Determine trend over time by baselining.

Number of incremental crawls in progress.

Office Server Search Gatherer Projects(2~Portal_Content)\Processed Documents Rate

X

Determine trend over time by baselining.

The number of documents processed since the history has been reset.

Office Server Search Gatherer Projects(2~Portal_Content)\Retries

X

Determine trend over time by baselining.

The total number of times a document access has been retried. Having this number high may indicate a problem with accessing the data.

Office Server Search Gatherer Projects(2~Portal_Content)\Waiting Documents

X

Determine trend over time by baselining.

The number of documents waiting to be processed. When this number goes to zero the catalog is idle. This number indicates the total queue size of unprocessed documents in the gatherer.

Office Server Search Gatherer\Documents Filtered Rate

X

Determine trend over time by baselining.

The number of documents filtered per second.

Office Server Search Gatherer\Filtering Threads

X

Determine trend over time by baselining.

The total number of filtering threads in the system. This number is calculated based on your system resources.

Office Server Search Gatherer\Threads Accessing Network

X

Determine trend over time by baselining.

The number of threads waiting for a response from the filter process. If no activity is going on and this number is equal to number of filtering threads, it may indicate a network problem or unavailability of the server it is crawling.

SharePoint Search Gatherer\Document Entries

X

Determine trend over time by baselining. Compare to crawl schedules.

The number of document entries currently in memory. Zero means no indexing activity is going on.

PROVIDED RECORDS:
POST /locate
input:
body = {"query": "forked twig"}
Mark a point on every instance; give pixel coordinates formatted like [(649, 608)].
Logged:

...

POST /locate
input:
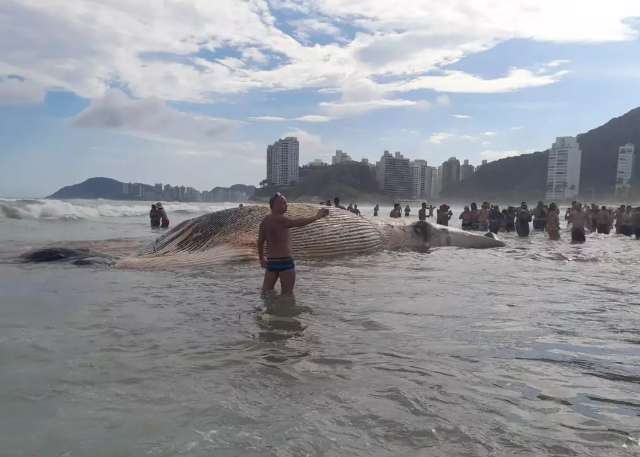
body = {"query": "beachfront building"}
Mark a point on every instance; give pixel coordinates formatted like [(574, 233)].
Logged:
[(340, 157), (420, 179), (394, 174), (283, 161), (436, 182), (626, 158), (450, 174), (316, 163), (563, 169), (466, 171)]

THE TASKS:
1) Which performance counters does the search gatherer text name? List each one by its full path.
2) Retype everything in the search gatherer text from "Office Server Search Gatherer\Threads" down to "to crawl schedules.".

SOLUTIONS TO THE EXERCISE:
1)
Office Server Search Gatherer Projects(2~Portal_Content)\Processed Documents Rate
Office Server Search Gatherer Projects(2~Portal_Content)\Retries
Office Server Search Gatherer Projects(2~Portal_Content)\Waiting Documents
Office Server Search Gatherer\Documents Filtered Rate
Office Server Search Gatherer\Filtering Threads
Office Server Search Gatherer\Threads Accessing Network
SharePoint Search Gatherer\Document Entries

2)
Office Server Search Gatherer\Threads Accessing Network

X

Determine trend over time by baselining.

The number of threads waiting for a response from the filter process. If no activity is going on and this number is equal to number of filtering threads, it may indicate a network problem or unavailability of the server it is crawling.

SharePoint Search Gatherer\Document Entries

X

Determine trend over time by baselining. Compare to crawl schedules.